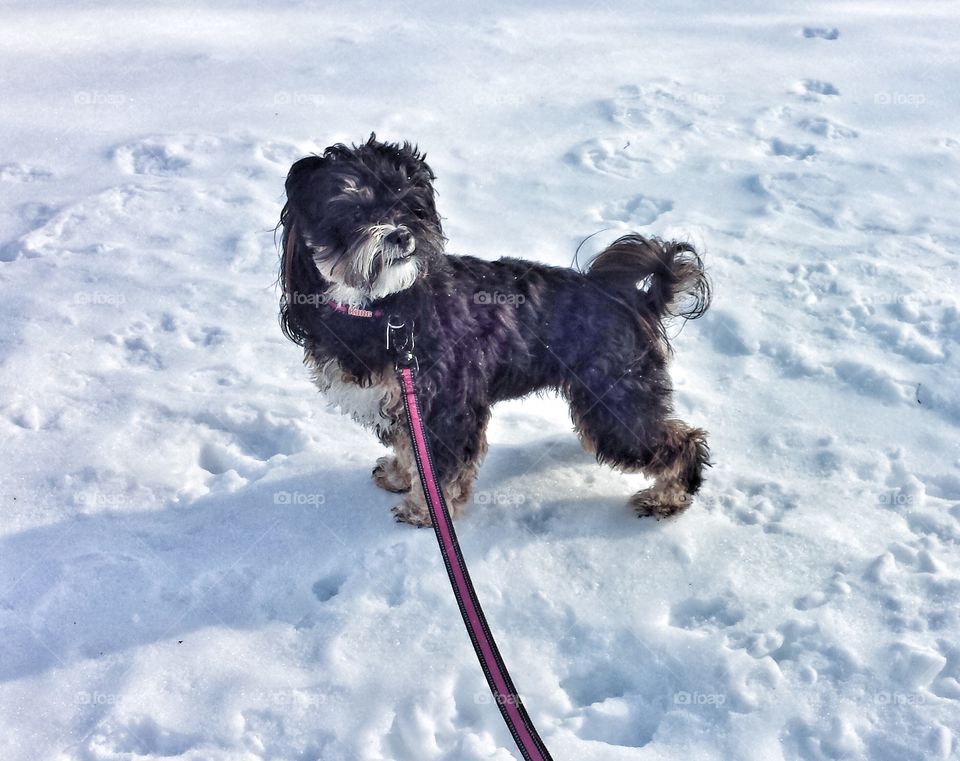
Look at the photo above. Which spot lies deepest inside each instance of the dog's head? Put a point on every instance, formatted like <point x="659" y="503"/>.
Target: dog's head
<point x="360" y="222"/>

* * *

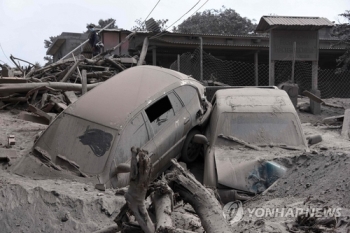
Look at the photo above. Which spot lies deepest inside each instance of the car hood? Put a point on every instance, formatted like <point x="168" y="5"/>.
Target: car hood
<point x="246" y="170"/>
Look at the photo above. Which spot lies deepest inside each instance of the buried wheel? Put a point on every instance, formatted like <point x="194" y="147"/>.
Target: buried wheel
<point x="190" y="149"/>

* * *

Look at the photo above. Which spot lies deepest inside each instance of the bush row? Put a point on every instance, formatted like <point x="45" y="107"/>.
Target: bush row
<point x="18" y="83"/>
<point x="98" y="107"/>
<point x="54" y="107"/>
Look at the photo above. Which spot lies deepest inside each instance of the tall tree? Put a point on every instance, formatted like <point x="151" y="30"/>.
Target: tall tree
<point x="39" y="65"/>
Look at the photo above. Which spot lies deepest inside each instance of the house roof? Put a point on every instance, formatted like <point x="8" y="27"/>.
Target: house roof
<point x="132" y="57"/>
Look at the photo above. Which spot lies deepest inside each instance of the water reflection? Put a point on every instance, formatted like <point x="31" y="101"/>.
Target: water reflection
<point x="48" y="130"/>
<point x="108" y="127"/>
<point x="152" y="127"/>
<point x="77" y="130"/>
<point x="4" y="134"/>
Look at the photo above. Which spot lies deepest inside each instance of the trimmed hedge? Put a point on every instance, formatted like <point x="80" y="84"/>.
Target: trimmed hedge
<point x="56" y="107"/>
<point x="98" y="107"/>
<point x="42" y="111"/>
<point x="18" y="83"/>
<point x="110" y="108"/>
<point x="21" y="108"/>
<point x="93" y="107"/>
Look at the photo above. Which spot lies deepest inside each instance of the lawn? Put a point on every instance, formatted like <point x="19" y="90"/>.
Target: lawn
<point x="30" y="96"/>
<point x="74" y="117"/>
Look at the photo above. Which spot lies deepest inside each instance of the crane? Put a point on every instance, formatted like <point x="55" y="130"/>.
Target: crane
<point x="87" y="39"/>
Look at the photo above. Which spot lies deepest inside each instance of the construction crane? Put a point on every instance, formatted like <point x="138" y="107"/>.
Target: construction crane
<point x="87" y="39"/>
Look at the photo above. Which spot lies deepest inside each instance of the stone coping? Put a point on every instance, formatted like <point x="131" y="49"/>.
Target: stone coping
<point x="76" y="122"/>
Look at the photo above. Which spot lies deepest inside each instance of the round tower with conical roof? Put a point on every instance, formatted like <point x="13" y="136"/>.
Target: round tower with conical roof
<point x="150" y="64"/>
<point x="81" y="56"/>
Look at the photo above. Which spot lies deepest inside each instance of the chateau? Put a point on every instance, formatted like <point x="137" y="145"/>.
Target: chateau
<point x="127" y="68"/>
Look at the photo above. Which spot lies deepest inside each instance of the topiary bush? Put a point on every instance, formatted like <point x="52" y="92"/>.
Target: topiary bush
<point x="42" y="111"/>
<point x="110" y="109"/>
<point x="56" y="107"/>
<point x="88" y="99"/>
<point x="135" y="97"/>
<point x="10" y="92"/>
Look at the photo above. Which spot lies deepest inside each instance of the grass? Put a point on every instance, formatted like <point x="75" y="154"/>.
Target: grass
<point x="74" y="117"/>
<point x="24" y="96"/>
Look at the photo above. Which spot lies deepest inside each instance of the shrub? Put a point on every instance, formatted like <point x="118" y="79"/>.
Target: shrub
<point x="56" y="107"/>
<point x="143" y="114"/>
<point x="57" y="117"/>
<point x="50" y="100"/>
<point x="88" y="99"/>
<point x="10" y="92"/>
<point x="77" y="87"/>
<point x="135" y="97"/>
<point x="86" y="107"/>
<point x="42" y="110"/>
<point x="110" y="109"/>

EXERCISE AIM:
Return every line from the entries above that contains the word "tower".

EXERCISE RESULT:
Look at the photo above. Which spot lies deepest inside each instance of the round tower with conical roof? Put a point on every instance, formatted like <point x="13" y="136"/>.
Target: round tower with conical roof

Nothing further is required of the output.